TASK INSTRUCTIONS:
Whatever appears in the records, write it out again exactly.

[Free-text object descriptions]
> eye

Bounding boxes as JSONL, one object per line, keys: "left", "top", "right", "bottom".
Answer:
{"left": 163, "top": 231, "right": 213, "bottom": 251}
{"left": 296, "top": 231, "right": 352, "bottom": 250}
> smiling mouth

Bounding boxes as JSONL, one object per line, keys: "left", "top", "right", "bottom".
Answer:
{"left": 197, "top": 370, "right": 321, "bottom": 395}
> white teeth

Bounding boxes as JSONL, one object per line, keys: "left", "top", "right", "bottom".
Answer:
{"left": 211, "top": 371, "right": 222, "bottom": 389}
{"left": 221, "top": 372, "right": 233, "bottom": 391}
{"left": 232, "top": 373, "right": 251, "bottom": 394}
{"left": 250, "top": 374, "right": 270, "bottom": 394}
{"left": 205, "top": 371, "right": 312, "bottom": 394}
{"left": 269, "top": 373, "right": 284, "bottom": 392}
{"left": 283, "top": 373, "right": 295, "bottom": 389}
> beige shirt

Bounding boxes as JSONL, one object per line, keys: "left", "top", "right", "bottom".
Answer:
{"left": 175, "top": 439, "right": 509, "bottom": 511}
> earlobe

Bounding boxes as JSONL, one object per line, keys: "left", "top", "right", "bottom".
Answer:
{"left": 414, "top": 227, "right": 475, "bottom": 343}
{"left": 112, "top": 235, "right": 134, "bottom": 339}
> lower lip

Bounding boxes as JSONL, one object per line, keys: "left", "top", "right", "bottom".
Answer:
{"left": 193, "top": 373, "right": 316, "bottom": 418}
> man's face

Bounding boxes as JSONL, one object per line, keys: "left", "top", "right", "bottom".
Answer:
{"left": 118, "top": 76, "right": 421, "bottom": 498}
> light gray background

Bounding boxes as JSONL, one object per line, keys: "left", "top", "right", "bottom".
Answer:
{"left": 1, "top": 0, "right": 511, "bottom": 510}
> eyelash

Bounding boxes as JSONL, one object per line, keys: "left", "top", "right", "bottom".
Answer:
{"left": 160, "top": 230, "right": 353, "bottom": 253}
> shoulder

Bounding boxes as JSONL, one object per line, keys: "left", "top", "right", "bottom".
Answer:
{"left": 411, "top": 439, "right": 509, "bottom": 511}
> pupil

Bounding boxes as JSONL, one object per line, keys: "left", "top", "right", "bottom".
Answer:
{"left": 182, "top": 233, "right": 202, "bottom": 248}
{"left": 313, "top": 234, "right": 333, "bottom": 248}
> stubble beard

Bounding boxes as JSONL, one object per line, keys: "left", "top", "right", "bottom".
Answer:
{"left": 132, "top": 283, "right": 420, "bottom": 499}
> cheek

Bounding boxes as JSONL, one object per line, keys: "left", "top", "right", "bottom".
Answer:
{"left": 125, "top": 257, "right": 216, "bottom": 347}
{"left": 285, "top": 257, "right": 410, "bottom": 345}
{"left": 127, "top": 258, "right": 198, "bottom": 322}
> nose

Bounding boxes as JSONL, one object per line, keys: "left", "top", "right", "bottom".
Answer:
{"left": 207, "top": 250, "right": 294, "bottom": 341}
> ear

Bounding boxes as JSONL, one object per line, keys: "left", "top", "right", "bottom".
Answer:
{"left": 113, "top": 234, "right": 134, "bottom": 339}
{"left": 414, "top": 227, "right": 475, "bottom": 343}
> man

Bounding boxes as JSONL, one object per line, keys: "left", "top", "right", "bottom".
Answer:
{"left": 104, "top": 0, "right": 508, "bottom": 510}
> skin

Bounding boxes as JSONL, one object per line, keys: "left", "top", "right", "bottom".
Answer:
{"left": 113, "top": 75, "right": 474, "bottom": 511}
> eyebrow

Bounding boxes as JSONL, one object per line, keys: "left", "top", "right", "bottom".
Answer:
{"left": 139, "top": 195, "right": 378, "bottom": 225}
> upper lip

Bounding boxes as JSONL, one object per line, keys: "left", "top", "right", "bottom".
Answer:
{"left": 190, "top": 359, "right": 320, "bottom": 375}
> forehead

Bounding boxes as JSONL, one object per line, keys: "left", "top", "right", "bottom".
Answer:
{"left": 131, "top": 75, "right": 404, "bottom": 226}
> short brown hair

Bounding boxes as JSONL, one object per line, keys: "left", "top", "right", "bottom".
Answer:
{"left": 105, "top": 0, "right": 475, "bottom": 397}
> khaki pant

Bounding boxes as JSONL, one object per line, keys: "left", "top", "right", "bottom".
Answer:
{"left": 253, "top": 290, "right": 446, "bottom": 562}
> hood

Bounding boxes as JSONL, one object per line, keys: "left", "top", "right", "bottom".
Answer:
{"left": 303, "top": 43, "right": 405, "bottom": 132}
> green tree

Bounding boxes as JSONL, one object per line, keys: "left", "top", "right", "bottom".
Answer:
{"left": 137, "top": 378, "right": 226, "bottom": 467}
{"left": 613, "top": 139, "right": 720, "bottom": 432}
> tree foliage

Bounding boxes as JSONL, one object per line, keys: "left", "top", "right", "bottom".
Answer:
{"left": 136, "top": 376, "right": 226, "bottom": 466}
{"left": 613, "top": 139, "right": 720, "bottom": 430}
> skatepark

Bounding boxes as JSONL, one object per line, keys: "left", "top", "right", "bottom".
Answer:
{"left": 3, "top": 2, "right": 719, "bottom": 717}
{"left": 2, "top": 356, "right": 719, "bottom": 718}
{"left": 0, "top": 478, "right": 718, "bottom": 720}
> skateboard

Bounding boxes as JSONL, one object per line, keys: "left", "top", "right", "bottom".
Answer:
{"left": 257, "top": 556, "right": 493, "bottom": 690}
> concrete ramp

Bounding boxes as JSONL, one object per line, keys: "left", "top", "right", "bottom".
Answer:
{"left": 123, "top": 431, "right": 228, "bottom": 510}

RESPONSE TO THIS EXERCISE:
> eye

Bounding boxes as JSONL, one object per line, keys: "left", "top", "right", "bottom".
Answer:
{"left": 163, "top": 231, "right": 213, "bottom": 251}
{"left": 296, "top": 231, "right": 352, "bottom": 250}
> smiling mouth

Bounding boxes as JSONL, one object per line, keys: "left", "top", "right", "bottom".
Answer:
{"left": 197, "top": 370, "right": 321, "bottom": 395}
> white teeth

Bounding boxes as JSONL, one object per line, keys: "left", "top", "right", "bottom".
Answer:
{"left": 211, "top": 371, "right": 222, "bottom": 389}
{"left": 221, "top": 372, "right": 233, "bottom": 391}
{"left": 232, "top": 373, "right": 251, "bottom": 394}
{"left": 250, "top": 374, "right": 270, "bottom": 394}
{"left": 205, "top": 371, "right": 312, "bottom": 394}
{"left": 269, "top": 373, "right": 284, "bottom": 392}
{"left": 283, "top": 373, "right": 295, "bottom": 389}
> beige shirt

Bounding boxes as JSONL, one object per line, keys: "left", "top", "right", "bottom".
Answer:
{"left": 175, "top": 439, "right": 509, "bottom": 511}
> earlobe

Bounding boxes as JSONL, one object per line, keys: "left", "top", "right", "bottom".
Answer:
{"left": 414, "top": 227, "right": 475, "bottom": 343}
{"left": 112, "top": 235, "right": 134, "bottom": 339}
> lower lip

Bounding boxes as JSONL, one object per line, keys: "left", "top", "right", "bottom".
Answer:
{"left": 193, "top": 373, "right": 316, "bottom": 418}
> man's face

Bounding boxes as JSONL, one object per line, keys: "left", "top", "right", "bottom".
Answer:
{"left": 118, "top": 76, "right": 421, "bottom": 498}
> light gray background

Bounding boxes as JSONL, one object per line, keys: "left", "top", "right", "bottom".
Answer:
{"left": 1, "top": 0, "right": 511, "bottom": 510}
> eyelash

Bounding boxes as JSONL, one object per line, keys: "left", "top", "right", "bottom".
Answer:
{"left": 160, "top": 230, "right": 353, "bottom": 253}
> shoulder

Bounding boxes as JSONL, one object per line, keys: "left", "top", "right", "bottom".
Answer:
{"left": 411, "top": 439, "right": 509, "bottom": 511}
> pupil

Bounding boxes as JSONL, one object per line, keys: "left", "top", "right", "bottom".
Answer:
{"left": 182, "top": 233, "right": 202, "bottom": 248}
{"left": 313, "top": 234, "right": 333, "bottom": 248}
> stubble beard

Bounding boxes as JSONL, one object per line, keys: "left", "top", "right", "bottom".
Answer:
{"left": 132, "top": 283, "right": 420, "bottom": 499}
> cheek

Bounding boxes as JSONL, one object per line, keys: "left", "top", "right", "bottom".
Answer:
{"left": 125, "top": 257, "right": 216, "bottom": 347}
{"left": 285, "top": 257, "right": 410, "bottom": 345}
{"left": 127, "top": 258, "right": 198, "bottom": 322}
> nose

Bounding boxes as JSONL, one object per line, keys: "left", "top", "right", "bottom".
Answer:
{"left": 207, "top": 250, "right": 294, "bottom": 341}
> ear

Bounding boxes as JSONL, one object per line, keys: "left", "top", "right", "bottom".
Answer:
{"left": 113, "top": 234, "right": 134, "bottom": 339}
{"left": 414, "top": 227, "right": 475, "bottom": 343}
> man

Bounding boxes as JSONL, one object per line, keys: "left", "top", "right", "bottom".
Answer:
{"left": 104, "top": 0, "right": 508, "bottom": 510}
> skin

Bounding boxes as JSONL, one object per line, keys: "left", "top", "right", "bottom".
Answer:
{"left": 113, "top": 75, "right": 474, "bottom": 511}
> eyebrow

Bounding boxes as JSONL, one object per line, keys: "left", "top", "right", "bottom".
Answer:
{"left": 139, "top": 195, "right": 378, "bottom": 225}
> upper lip

Bounding boxes as JSONL, one object per line, keys: "left", "top", "right", "bottom".
Answer:
{"left": 190, "top": 359, "right": 320, "bottom": 375}
> forehead

Bounding boxes as JSONL, one object per line, keys: "left", "top", "right", "bottom".
Answer:
{"left": 131, "top": 75, "right": 404, "bottom": 226}
> short brown hair

Bounding boxes as JSONL, one object per line, keys: "left", "top", "right", "bottom".
Answer:
{"left": 105, "top": 0, "right": 475, "bottom": 397}
> khaki pant

Bounding boxes as JSONL, one object per line, keys: "left", "top", "right", "bottom".
Answer:
{"left": 253, "top": 290, "right": 446, "bottom": 562}
> hood

Bounding boxes as JSONL, one object per line, keys: "left", "top", "right", "bottom".
Answer:
{"left": 303, "top": 43, "right": 405, "bottom": 132}
> green tree

Bounding boxes as JSONL, one object per line, keys: "left", "top", "right", "bottom".
Answer:
{"left": 137, "top": 378, "right": 226, "bottom": 467}
{"left": 613, "top": 139, "right": 720, "bottom": 432}
> tree foliage

Bounding boxes as JSONL, one object per line, keys: "left", "top", "right", "bottom".
Answer:
{"left": 136, "top": 376, "right": 226, "bottom": 466}
{"left": 613, "top": 139, "right": 720, "bottom": 430}
> skatepark

Bounding boxes as JSONL, one object per line, keys: "left", "top", "right", "bottom".
Answer:
{"left": 3, "top": 2, "right": 719, "bottom": 717}
{"left": 2, "top": 356, "right": 719, "bottom": 718}
{"left": 0, "top": 478, "right": 718, "bottom": 720}
> skateboard

Bounding boxes as JSONL, one object per line, keys: "left", "top", "right", "bottom".
Answer:
{"left": 257, "top": 556, "right": 493, "bottom": 690}
> concrete ramp

Bounding boxes as JSONL, one object per line, keys: "left", "top", "right", "bottom".
Answer:
{"left": 123, "top": 431, "right": 228, "bottom": 510}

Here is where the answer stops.